§ **Source records**
____

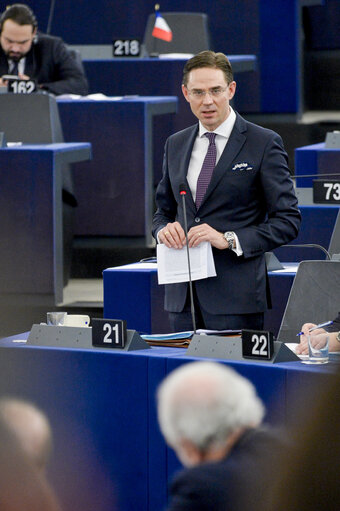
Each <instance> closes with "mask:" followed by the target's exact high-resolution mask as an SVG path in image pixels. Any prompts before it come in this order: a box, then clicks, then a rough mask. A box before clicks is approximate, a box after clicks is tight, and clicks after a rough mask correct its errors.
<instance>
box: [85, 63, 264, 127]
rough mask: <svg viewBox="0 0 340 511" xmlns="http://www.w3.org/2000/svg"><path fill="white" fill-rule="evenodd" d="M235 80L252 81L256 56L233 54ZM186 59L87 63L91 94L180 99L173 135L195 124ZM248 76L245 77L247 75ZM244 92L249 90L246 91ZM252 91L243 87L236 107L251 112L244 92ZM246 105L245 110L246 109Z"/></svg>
mask: <svg viewBox="0 0 340 511" xmlns="http://www.w3.org/2000/svg"><path fill="white" fill-rule="evenodd" d="M229 58H230V62H231V64H232V66H233V70H234V72H235V75H236V76H235V79H236V80H238V77H239V76H240V78H241V75H242V80H243V82H242V83H243V84H246V83H247V80H248V81H249V75H251V74H253V71H254V70H255V69H256V62H257V59H256V56H255V55H230V57H229ZM185 62H186V60H183V59H157V58H145V59H135V58H125V59H124V58H123V59H111V60H84V67H85V71H86V74H87V76H88V80H89V87H90V92H91V93H95V92H102V93H104V94H107V95H108V96H113V95H115V96H118V95H122V96H123V95H125V94H139V95H140V96H169V95H174V96H178V115H177V116H176V117H175V118H174V119H173V120H172V133H174V132H176V131H179V130H181V129H184V128H186V127H187V126H190V125H191V124H193V123H194V122H195V118H194V116H193V114H192V113H191V110H190V107H189V105H188V103H187V101H186V100H185V98H184V96H183V94H182V90H181V83H182V76H183V67H184V64H185ZM244 73H245V78H244V77H243V74H244ZM243 89H246V90H245V91H243ZM247 90H248V88H246V86H245V85H242V86H241V85H240V89H239V88H238V89H237V93H236V96H235V100H234V102H235V107H236V109H238V108H239V107H240V108H239V109H240V110H241V111H242V110H243V111H249V108H247V107H246V104H245V101H246V98H247V94H244V97H245V101H244V102H243V101H242V92H246V91H247ZM238 98H240V99H238ZM242 104H243V105H244V108H242Z"/></svg>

____

§ **Goal of the exercise**
Convert every line of the entries above into a JSON list of strings, one string per line, and skip blank lines. Leave the pictures out of the list.

§ **Response below**
[
  "Each <instance> closes with \"mask:\" followed by the target's exact high-resolution mask as an SVG path in image pixels. Any prompts before it come in this order: a box, then clicks, then a rough mask. A box before clicks is approximate, a box after clicks is tight, and clicks after a rough mask correct its errors.",
  "<instance>",
  "box: [85, 63, 264, 127]",
  "rough mask: <svg viewBox=\"0 0 340 511\" xmlns=\"http://www.w3.org/2000/svg\"><path fill=\"white\" fill-rule=\"evenodd\" d=\"M235 80L252 81L256 56L233 54ZM186 59L87 63L91 94L180 99L173 135L195 124ZM248 76L245 77L247 75ZM244 92L249 90L246 91ZM252 91L243 87L236 107L251 112L244 92ZM246 105L245 110L246 109Z\"/></svg>",
  "mask: <svg viewBox=\"0 0 340 511\" xmlns=\"http://www.w3.org/2000/svg\"><path fill=\"white\" fill-rule=\"evenodd\" d=\"M229 58H230V62H231V64H232V66H233V70H234V72H235V75H236V76H235V79H236V80H238V77H239V76H240V78H241V75H242V80H243V82H242V83H243V84H246V83H247V80H248V81H249V75H251V74H253V71H254V70H255V69H256V62H257V59H256V56H255V55H230V57H229ZM185 62H186V60H183V59H157V58H145V59H135V58H125V59H124V58H123V59H111V60H84V67H85V71H86V74H87V76H88V80H89V87H90V92H91V93H95V92H102V93H104V94H107V95H108V96H113V95H115V96H118V95H122V96H123V95H125V94H139V95H140V96H169V95H174V96H178V115H177V116H176V117H175V118H174V119H173V120H172V133H174V132H176V131H179V130H181V129H184V128H186V127H187V126H190V125H191V124H193V123H194V122H195V118H194V116H193V114H192V113H191V110H190V107H189V105H188V103H187V101H186V100H185V98H184V96H183V94H182V90H181V83H182V76H183V67H184V64H185ZM244 73H245V78H244V77H243V74H244ZM243 89H246V90H245V91H243ZM247 90H248V88H246V86H245V85H242V86H241V85H240V89H239V88H238V89H237V93H236V96H235V100H234V102H235V107H236V109H238V108H239V107H240V108H239V109H240V110H241V111H242V110H243V111H249V108H247V107H246V104H245V101H246V98H247V94H244V97H245V101H244V102H243V101H242V92H246V91H247ZM238 98H240V99H238ZM242 104H243V105H244V108H242Z\"/></svg>"
]